# Dataset items
+===+

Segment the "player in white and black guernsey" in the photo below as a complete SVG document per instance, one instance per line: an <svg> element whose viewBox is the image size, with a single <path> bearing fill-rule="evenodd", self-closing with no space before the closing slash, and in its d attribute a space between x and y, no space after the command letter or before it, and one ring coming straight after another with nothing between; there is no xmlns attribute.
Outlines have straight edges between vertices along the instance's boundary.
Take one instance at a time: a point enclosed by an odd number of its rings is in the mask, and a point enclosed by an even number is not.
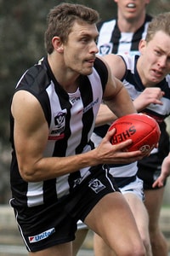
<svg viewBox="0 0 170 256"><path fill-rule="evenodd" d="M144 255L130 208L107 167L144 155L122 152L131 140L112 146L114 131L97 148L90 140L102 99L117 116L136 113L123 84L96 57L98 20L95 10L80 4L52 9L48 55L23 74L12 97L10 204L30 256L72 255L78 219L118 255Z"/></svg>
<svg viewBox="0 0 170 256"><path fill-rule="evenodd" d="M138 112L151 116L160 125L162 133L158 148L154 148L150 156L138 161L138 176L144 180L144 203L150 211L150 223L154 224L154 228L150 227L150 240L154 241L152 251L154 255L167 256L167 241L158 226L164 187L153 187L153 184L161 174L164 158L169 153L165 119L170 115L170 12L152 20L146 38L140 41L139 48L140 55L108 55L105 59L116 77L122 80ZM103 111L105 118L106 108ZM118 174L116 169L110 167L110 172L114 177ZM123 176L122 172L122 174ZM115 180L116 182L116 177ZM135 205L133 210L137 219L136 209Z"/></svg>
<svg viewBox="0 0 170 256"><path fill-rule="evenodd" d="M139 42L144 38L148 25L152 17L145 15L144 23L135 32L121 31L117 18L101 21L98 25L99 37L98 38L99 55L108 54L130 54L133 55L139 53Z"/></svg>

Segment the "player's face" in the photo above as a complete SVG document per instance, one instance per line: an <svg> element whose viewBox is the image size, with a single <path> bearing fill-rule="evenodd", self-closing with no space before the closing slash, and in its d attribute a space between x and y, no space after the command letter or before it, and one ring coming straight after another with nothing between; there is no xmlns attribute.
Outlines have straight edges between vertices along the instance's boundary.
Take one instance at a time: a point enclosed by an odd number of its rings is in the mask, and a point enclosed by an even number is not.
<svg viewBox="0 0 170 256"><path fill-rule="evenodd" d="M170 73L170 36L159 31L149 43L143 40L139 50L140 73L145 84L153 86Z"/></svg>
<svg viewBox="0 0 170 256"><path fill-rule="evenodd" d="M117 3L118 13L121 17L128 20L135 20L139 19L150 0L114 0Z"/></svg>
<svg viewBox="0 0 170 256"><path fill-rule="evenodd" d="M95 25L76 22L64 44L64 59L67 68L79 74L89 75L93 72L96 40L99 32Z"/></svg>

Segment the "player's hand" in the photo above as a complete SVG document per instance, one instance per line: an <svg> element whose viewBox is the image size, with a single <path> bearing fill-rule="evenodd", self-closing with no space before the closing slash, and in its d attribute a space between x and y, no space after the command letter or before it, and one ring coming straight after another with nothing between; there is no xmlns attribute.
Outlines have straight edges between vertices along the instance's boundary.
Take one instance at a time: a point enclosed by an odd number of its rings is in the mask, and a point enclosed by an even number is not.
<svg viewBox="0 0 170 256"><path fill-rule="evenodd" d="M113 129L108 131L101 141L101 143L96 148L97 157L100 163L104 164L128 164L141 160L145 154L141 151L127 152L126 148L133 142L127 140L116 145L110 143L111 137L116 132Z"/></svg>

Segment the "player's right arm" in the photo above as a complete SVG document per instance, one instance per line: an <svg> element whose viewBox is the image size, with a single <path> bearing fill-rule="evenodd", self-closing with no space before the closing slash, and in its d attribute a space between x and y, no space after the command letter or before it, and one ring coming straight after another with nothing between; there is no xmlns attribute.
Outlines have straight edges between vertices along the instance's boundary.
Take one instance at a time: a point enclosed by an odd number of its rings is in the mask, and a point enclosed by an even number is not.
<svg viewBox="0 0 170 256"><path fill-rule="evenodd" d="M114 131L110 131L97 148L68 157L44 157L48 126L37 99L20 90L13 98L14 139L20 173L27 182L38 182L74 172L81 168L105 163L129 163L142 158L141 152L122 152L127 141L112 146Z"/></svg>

+===+

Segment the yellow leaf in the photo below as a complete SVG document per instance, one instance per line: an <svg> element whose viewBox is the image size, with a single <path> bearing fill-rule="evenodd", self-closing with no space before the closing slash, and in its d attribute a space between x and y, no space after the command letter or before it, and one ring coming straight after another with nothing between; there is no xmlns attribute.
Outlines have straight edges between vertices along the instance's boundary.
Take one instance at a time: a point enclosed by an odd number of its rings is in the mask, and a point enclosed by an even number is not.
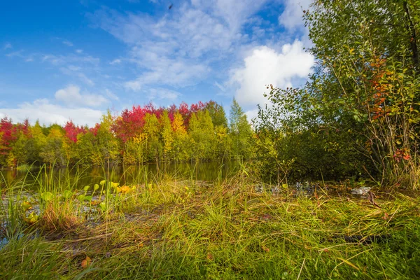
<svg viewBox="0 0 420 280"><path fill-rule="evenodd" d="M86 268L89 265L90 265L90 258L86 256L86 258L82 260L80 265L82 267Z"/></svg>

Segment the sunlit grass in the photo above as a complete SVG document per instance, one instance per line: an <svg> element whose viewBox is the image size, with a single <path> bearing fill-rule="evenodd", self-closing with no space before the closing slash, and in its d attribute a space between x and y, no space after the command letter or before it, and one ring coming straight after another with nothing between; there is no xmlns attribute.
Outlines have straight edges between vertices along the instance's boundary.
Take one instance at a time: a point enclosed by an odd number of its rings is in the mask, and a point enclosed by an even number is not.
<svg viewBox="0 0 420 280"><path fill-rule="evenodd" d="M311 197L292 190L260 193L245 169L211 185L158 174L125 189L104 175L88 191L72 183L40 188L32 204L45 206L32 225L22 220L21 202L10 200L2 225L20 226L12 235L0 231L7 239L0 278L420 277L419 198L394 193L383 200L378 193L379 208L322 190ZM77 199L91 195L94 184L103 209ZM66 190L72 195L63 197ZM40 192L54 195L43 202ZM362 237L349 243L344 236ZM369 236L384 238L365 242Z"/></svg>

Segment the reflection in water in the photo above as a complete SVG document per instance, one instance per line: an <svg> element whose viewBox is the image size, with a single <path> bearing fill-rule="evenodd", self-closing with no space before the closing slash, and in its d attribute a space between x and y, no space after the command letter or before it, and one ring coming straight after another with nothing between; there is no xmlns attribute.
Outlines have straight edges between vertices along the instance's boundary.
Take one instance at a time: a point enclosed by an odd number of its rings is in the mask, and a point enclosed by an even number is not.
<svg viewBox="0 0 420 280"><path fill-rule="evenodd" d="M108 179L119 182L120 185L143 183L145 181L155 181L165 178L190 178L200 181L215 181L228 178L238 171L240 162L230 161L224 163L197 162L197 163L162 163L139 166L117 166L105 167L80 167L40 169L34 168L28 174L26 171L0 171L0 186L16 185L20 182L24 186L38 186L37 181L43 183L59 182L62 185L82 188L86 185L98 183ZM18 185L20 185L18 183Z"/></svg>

+===+

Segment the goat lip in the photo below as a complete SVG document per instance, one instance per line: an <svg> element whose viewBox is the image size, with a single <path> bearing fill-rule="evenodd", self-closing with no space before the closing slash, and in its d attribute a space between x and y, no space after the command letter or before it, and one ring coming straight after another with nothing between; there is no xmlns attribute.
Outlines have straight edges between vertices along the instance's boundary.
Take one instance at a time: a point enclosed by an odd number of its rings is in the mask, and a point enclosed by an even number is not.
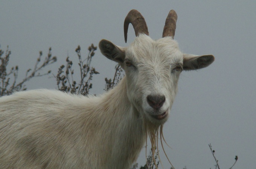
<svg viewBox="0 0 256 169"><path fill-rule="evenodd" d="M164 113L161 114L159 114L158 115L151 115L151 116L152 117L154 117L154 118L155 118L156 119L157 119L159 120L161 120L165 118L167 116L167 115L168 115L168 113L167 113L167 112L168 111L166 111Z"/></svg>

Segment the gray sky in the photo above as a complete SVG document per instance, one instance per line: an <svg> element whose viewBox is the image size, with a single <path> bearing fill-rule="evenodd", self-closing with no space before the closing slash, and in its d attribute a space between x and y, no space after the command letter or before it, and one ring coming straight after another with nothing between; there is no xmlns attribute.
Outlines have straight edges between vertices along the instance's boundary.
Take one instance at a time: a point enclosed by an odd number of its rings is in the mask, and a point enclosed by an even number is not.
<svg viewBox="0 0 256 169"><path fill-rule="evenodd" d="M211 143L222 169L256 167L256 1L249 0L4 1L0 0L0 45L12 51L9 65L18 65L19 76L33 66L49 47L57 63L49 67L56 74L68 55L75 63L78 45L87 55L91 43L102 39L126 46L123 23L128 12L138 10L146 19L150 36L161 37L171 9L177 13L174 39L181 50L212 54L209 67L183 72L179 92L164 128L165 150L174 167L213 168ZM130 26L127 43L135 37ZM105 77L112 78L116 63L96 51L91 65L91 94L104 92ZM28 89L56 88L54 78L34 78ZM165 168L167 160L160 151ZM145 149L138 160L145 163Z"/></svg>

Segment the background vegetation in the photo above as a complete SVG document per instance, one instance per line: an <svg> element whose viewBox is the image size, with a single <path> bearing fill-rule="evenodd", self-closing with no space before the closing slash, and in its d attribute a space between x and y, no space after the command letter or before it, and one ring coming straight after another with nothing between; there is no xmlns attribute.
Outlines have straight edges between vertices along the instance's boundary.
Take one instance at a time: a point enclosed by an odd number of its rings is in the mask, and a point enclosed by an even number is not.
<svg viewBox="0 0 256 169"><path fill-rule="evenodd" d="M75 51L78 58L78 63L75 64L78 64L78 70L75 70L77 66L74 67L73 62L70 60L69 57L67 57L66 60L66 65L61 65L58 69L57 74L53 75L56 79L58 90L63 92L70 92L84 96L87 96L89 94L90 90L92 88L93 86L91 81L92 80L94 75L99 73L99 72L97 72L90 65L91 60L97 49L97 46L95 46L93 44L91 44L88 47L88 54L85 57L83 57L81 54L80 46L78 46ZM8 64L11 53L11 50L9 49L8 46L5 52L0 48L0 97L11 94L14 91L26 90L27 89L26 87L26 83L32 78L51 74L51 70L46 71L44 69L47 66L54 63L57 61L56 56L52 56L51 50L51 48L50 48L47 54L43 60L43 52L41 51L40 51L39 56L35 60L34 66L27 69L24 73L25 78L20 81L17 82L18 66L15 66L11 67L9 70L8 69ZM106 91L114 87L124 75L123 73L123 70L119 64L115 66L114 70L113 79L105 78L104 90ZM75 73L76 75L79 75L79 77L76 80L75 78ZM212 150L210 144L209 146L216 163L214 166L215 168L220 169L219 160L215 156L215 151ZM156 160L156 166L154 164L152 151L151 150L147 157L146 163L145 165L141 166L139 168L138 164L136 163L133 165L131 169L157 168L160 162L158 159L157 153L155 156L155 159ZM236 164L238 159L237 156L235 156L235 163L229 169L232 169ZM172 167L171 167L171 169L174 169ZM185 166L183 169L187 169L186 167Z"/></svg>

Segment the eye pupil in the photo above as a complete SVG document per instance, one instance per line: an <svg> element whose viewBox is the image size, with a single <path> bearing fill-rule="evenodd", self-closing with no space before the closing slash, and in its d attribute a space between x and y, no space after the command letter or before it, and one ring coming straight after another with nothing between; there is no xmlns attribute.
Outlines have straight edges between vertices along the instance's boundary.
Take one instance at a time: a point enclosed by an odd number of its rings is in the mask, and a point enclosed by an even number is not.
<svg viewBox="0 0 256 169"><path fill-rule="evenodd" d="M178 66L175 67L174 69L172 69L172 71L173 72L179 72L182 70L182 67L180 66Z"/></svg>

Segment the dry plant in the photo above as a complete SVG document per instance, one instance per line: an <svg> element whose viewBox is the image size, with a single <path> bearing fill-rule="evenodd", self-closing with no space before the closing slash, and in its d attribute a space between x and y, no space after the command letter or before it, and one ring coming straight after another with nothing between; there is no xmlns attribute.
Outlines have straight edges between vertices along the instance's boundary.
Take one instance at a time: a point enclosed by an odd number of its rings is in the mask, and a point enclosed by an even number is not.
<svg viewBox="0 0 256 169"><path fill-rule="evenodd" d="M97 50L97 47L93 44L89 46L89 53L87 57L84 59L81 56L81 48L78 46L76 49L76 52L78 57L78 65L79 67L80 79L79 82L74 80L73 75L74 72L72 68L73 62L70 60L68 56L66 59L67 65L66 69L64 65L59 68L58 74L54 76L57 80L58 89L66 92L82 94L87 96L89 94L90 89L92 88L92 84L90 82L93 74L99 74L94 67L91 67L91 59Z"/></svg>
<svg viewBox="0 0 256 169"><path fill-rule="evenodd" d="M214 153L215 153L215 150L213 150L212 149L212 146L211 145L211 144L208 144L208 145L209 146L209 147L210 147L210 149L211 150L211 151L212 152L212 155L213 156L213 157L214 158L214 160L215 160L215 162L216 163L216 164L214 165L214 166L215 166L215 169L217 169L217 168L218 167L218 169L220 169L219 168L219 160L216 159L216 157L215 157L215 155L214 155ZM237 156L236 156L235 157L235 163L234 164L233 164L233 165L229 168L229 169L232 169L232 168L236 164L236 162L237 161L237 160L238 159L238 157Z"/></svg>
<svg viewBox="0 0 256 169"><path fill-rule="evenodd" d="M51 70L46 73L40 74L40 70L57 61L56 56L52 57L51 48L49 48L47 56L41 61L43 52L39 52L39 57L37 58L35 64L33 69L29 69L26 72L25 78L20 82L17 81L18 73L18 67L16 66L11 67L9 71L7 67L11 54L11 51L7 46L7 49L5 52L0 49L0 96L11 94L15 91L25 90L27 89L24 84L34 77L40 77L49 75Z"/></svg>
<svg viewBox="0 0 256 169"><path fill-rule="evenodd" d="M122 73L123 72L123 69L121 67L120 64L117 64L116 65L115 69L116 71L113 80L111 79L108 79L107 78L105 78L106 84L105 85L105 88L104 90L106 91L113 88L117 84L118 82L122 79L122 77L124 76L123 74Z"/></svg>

+===+

Repeat the lines above without any changes, beginning at the line that contains "Segment the reflection" and continuing through the line that contains "179L119 182L120 185L143".

Segment the reflection in water in the photo above as a complete SVG document per instance, one instance per line: an <svg> element whose viewBox is the image size, with a single <path> bearing fill-rule="evenodd", self-closing with no space before the closing slash, and in its d attribute a space between x and y, no space after the command letter or before it, and one ring coming straight after another with nothing between; there is no xmlns attribute.
Outlines have straight edges between vertices along the instance's boundary.
Take one instance at a time: a point enclosed by an odd number of its rings is in the mask, and a point enclosed by an even number is not.
<svg viewBox="0 0 420 280"><path fill-rule="evenodd" d="M108 179L119 182L120 185L143 183L145 181L155 181L165 178L190 178L200 181L215 181L228 178L238 171L240 162L230 161L224 163L197 162L197 163L162 163L139 166L117 166L105 167L80 167L40 169L34 168L28 174L26 171L0 171L0 186L16 185L20 182L24 186L38 186L37 181L43 183L59 182L62 185L82 188L86 185L98 183ZM18 185L20 185L18 183Z"/></svg>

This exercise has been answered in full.